When the line containing "Target: white flower arrangement" is found in the data below, copy it and each line after it through the line containing "Target: pendant light glass shade", exactly and with no others.

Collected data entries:
○ ○ ○ ○ ○ ○ ○

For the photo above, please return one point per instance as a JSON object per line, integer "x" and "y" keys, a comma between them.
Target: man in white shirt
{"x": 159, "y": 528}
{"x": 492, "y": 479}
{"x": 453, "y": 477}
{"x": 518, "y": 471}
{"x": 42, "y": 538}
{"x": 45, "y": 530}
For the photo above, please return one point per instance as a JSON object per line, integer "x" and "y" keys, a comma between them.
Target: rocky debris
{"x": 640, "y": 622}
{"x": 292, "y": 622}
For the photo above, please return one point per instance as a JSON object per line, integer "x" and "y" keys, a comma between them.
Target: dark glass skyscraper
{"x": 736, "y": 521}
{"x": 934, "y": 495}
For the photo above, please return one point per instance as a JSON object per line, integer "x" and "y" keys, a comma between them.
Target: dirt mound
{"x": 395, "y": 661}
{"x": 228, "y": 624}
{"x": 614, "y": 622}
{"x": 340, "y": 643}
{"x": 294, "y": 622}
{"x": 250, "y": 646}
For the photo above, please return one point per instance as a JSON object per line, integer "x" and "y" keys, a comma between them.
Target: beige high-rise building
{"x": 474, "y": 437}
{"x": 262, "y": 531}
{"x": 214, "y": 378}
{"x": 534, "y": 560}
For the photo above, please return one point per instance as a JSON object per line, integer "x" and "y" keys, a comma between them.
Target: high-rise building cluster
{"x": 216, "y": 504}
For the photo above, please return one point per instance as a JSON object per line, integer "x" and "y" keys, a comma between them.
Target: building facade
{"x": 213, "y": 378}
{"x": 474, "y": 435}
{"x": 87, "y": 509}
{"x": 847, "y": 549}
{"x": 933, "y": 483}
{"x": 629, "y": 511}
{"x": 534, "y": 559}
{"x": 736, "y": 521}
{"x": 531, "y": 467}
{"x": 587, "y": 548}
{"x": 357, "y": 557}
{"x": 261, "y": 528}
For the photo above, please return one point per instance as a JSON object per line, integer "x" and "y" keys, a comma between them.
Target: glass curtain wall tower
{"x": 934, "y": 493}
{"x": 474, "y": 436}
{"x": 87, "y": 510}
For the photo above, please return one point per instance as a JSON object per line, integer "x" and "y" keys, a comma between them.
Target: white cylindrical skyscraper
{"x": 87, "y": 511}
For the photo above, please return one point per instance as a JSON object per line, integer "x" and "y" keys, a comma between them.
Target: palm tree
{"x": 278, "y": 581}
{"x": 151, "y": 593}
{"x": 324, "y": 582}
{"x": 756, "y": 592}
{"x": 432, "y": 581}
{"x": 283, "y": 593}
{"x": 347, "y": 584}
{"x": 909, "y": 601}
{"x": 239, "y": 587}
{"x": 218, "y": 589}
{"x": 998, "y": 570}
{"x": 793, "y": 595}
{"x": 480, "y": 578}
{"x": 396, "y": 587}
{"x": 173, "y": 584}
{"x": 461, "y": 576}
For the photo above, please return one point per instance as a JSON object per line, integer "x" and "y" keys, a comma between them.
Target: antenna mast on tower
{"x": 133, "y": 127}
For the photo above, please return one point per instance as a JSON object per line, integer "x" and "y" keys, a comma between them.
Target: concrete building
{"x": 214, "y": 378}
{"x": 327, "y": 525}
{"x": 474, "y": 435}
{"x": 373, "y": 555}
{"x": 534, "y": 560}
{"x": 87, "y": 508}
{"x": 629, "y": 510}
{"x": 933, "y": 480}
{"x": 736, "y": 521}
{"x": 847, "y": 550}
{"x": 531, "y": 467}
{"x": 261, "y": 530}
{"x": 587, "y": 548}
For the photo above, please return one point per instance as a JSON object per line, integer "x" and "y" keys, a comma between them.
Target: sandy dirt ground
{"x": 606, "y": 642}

○ ○ ○ ○ ○ ○ ○

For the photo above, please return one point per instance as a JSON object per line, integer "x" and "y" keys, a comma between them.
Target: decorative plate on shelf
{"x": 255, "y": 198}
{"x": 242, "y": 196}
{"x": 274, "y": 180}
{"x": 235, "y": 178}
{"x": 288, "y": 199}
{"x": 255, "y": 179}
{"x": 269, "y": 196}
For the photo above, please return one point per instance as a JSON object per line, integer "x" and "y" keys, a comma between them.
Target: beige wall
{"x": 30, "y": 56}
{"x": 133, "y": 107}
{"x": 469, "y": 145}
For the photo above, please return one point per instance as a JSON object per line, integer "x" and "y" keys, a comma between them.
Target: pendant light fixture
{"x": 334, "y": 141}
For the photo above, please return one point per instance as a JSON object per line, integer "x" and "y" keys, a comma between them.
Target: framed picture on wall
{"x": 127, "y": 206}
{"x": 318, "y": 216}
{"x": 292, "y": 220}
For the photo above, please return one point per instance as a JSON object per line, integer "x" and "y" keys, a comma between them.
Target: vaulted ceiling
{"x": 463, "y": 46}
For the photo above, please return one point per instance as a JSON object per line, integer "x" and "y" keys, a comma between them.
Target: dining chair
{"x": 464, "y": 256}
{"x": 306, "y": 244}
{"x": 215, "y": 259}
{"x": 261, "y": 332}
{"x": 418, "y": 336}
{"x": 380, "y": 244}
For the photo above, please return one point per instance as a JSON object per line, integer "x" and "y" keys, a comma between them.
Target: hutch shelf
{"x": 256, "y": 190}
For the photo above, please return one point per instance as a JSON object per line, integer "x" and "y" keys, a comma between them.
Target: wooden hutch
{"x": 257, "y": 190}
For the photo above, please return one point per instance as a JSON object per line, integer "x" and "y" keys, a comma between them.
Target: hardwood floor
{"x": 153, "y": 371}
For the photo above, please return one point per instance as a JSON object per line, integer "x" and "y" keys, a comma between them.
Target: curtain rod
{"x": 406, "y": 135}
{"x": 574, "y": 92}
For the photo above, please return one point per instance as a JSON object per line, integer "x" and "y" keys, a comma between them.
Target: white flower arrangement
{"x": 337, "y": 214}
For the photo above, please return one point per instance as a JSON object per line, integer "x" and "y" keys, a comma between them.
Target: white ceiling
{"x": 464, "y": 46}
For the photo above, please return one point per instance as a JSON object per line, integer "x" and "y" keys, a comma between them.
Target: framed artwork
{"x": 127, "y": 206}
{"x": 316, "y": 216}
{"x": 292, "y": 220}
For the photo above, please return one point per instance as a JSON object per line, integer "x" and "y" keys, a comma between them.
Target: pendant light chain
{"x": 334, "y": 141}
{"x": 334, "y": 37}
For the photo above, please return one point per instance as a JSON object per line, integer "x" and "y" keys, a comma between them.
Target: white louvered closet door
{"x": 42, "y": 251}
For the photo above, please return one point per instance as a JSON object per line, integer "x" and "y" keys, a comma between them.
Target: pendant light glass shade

○ ○ ○ ○ ○ ○ ○

▸ The answer
Target: white flower arrangement
{"x": 337, "y": 214}
For the photo above, please return one point per instance as a JSON object per line, integer "x" and "y" keys, a comma between them.
Target: white ceiling
{"x": 464, "y": 46}
For the photo above, please return one point per instance as a JSON object per line, integer "x" and "y" keys, a comma between them.
Target: framed artwork
{"x": 127, "y": 206}
{"x": 316, "y": 216}
{"x": 292, "y": 220}
For the photo above, please return one point per instance as a JSON object per line, integer "x" and "y" keys, a comma between them.
Target: pendant light chain
{"x": 334, "y": 141}
{"x": 334, "y": 37}
For the photo above, please return one point per instance as a JSON object per line, integer "x" and "y" keys, a comma between them.
Target: white louvered closet door
{"x": 42, "y": 251}
For the photo above, please return one point per instance as a JSON object per line, integer "x" and "y" keys, a comma between them.
Target: pendant light glass shade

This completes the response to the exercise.